## [Material for this exercise]

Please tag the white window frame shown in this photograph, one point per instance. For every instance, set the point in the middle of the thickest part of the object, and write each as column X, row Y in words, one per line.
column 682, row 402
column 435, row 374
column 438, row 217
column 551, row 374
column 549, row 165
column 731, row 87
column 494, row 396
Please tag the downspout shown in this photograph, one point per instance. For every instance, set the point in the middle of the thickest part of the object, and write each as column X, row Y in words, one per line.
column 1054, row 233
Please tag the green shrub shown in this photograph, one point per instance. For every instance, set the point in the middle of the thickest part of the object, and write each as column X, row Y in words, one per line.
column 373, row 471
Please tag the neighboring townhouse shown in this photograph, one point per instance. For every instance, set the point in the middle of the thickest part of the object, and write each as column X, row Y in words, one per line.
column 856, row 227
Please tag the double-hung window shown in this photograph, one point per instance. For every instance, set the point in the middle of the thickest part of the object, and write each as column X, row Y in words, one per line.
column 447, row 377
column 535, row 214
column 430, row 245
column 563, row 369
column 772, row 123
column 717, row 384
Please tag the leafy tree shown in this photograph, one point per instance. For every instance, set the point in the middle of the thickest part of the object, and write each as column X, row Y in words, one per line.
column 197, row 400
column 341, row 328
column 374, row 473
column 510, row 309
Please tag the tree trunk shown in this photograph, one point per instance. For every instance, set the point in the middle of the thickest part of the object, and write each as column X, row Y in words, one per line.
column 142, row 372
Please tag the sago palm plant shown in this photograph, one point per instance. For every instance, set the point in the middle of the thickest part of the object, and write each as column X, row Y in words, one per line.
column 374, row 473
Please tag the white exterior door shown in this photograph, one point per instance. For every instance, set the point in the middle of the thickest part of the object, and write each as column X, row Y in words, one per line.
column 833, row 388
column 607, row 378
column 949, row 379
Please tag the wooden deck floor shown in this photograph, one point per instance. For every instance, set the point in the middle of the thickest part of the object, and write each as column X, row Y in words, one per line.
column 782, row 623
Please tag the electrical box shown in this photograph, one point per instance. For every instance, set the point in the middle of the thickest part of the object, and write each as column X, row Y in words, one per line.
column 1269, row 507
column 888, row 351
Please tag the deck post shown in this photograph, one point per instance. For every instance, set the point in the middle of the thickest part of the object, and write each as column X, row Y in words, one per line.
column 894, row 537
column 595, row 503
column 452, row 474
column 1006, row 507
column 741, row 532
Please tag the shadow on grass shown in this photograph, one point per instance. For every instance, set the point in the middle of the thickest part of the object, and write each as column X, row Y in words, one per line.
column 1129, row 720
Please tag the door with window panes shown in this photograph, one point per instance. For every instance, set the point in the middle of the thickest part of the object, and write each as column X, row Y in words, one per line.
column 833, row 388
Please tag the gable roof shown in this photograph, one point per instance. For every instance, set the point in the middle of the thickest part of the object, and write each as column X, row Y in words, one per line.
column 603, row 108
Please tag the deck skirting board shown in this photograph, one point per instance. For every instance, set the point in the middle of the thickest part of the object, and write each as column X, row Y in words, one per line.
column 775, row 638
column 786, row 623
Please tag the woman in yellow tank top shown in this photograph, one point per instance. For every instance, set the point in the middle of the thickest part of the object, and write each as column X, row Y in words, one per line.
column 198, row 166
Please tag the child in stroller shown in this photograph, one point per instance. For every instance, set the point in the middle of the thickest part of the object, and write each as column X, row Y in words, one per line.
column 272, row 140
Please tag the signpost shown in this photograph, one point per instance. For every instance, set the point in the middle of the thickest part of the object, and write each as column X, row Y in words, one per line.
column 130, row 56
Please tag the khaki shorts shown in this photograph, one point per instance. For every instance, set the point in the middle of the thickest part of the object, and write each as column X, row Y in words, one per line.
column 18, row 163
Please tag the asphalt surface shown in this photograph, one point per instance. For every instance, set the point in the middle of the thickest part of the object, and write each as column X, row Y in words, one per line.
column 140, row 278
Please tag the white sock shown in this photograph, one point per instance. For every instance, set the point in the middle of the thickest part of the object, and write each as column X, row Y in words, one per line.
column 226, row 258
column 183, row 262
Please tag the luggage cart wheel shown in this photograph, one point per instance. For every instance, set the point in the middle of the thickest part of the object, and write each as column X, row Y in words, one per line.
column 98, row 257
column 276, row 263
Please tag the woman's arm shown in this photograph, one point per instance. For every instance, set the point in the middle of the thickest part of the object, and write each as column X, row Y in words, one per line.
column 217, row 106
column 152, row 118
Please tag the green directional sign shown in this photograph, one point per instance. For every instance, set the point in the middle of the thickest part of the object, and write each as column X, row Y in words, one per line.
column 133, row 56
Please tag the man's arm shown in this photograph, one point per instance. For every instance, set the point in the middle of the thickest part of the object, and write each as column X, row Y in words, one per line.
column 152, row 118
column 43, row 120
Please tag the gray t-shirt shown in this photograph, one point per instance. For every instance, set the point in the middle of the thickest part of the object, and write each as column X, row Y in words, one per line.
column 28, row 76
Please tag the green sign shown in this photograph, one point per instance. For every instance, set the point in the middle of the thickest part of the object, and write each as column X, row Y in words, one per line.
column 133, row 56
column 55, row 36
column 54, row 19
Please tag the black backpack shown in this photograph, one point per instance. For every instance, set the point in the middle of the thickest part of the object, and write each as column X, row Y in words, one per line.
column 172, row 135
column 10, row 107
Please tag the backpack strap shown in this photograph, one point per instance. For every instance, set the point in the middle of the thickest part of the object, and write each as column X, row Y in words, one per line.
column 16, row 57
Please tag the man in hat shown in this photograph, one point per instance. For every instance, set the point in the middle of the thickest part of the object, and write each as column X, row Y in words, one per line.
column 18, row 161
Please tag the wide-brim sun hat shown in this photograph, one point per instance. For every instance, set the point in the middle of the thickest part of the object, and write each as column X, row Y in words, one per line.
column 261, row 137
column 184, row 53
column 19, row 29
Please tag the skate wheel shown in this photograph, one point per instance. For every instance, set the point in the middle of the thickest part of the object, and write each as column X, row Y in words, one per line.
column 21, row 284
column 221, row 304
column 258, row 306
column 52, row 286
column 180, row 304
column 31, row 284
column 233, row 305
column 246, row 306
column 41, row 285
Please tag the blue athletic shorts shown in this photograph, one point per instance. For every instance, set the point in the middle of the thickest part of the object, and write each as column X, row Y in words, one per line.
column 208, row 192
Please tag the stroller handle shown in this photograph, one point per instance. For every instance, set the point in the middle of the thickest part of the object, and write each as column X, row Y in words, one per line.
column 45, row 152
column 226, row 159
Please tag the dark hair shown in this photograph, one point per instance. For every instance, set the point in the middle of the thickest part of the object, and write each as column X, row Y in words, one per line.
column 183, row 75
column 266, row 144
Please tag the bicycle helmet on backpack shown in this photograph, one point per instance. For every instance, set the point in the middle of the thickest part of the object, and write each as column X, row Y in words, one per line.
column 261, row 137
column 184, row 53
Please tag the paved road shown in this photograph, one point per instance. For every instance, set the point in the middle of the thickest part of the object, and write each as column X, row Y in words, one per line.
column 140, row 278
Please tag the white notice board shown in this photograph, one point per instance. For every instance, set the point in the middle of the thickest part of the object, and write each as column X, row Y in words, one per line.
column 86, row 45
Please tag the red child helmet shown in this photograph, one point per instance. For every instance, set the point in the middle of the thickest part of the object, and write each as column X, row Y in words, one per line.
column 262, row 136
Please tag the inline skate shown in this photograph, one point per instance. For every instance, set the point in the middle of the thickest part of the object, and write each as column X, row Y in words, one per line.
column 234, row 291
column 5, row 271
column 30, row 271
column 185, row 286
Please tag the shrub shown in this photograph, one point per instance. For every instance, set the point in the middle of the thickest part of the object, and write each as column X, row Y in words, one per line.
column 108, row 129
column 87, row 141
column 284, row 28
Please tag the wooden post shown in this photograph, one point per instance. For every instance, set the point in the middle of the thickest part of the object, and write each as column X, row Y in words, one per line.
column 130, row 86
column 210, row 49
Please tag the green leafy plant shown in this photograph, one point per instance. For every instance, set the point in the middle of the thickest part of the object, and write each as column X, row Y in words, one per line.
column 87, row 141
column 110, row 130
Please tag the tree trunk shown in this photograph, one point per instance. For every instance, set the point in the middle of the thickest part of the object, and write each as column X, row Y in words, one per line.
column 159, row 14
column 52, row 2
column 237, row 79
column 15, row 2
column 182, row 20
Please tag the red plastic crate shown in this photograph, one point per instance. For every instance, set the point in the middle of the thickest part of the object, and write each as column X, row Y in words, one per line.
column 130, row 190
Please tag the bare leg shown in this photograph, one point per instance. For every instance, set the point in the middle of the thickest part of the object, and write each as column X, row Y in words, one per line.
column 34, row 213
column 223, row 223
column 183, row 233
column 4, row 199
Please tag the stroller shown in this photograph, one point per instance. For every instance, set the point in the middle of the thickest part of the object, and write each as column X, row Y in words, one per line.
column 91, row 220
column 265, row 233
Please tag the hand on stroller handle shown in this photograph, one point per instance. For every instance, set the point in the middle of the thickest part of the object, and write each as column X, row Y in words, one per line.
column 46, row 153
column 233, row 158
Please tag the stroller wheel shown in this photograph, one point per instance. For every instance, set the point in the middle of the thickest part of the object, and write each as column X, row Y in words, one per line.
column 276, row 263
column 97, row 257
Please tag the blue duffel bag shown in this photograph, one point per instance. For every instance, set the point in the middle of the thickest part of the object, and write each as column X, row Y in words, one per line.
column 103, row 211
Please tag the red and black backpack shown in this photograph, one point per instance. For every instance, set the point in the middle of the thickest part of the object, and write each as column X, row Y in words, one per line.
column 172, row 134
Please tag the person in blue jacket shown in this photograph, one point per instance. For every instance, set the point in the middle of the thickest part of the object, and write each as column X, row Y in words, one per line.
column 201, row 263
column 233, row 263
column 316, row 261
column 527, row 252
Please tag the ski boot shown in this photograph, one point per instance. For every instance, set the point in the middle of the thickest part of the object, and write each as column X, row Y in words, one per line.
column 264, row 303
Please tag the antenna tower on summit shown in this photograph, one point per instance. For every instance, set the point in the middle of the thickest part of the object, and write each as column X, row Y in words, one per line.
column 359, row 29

## [Problem statement]
All lines from the one containing "Please tag the stroller wheel" through the end of the records, both ends included, are to be quoted exactly; please add nothing else.

## [Exercise answer]
Please tag the stroller wheel shown in this photograph, one point per instance. For every instance, set the point in the middle of the thickest part of the object, and write each as column X, row Y in words, one per line.
column 276, row 263
column 97, row 257
Please tag the blue duffel bag shown in this photograph, one point per instance. For every instance, set the point in the middle of the thickest part of the object, and write each as column X, row Y in words, one per line.
column 103, row 211
Please tag the red and black backpack shown in this photograph, one point per instance. For every instance, set the point in the middle of the thickest part of the object, and write each as column X, row Y in words, one per line.
column 172, row 134
Please tag the person in blue jacket shown in this photograph, one point per instance. For every instance, set the point in the middle of the thickest part of the object, and write each as column X, row Y in words, one per line.
column 201, row 263
column 233, row 263
column 316, row 261
column 527, row 252
Please tag the ski boot shown in this photograph, one point per instance. For every instance, set the point in the middle of the thickest part of the object, and write each as column X, row Y in words, one per line.
column 264, row 303
Please tag the antenna tower on summit shown in this photograph, one point per instance. For every instance, set the point in the middle of the thickest part of the object, and write each as column X, row Y in words, one per line.
column 359, row 29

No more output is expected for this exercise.